▸ Given records

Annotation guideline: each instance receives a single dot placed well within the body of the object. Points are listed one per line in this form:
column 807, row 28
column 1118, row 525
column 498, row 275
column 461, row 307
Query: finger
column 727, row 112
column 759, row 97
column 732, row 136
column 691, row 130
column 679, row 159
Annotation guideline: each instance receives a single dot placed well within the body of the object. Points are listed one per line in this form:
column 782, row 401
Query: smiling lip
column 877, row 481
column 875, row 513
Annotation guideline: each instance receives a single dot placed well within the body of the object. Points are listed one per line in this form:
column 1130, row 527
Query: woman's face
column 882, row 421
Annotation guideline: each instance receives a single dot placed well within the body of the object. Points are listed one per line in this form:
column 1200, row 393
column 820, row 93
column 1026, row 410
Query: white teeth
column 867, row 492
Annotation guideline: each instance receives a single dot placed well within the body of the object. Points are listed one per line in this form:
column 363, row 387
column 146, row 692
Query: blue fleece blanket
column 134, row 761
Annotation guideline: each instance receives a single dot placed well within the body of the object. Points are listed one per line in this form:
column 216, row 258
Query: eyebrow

▸ What is required
Transcribe all of the rows above line for line, reproducing each one without any alteration.

▸ Expected answer
Annotation guideline: each instance receives a single dot placed well within the body of the object. Points are listed one per line in this form:
column 807, row 28
column 1118, row 525
column 498, row 275
column 461, row 307
Query: finger
column 727, row 112
column 759, row 97
column 732, row 136
column 691, row 130
column 679, row 159
Annotation guideline: each instance receives a single dot placed well within the body of the object. Points are listed one per line in this form:
column 782, row 401
Query: smiling lip
column 877, row 481
column 875, row 513
Annotation guideline: each instance receives a single dot placed well within the body of the object. Points are listed one per line in this form:
column 1130, row 527
Query: woman's face
column 882, row 421
Annotation guideline: each instance receives a single dot placed well within the body of the object. Points are listed one per line in this form:
column 1200, row 393
column 820, row 93
column 1026, row 410
Query: white teeth
column 867, row 492
Annotation guideline: each instance receives a single dot placed well within the body of the object. Points are listed one per line in this form:
column 363, row 387
column 146, row 692
Query: blue fleece blanket
column 134, row 761
Annotation guideline: each instance receives a single dot placed well within the body of the object. Points are listed one per line in this form:
column 216, row 258
Query: eyebrow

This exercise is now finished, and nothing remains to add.